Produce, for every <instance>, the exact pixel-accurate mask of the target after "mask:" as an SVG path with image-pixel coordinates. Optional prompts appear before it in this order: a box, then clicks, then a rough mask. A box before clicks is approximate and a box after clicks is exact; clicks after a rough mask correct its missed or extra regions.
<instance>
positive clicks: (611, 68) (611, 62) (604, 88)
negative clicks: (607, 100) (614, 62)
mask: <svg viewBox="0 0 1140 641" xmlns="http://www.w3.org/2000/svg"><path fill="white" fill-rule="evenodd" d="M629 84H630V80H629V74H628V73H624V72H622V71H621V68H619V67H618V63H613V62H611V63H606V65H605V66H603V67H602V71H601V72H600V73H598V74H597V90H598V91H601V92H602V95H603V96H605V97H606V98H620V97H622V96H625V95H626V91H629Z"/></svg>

• [What you are asked to do] Please put the lines from the start of the records up to and including the line with "negative clicks: (607, 100) (614, 62)" into a numbered list, leaving out any blank lines.

• [Answer box]
1. Produce, for every <instance>, the exact pixel-accurate mask of the target after "mask:" as an SVG path with image-pixel coordinates. Optional prompts appear before it in this order: a box, then clicks, then a rough mask. A box before clicks is approximate and a box after clicks is exact; clicks after a rough mask correct its missed or extra regions.
2. <instance>
3. positive clicks: (611, 68) (611, 62) (604, 88)
4. negative clicks: (607, 100) (614, 62)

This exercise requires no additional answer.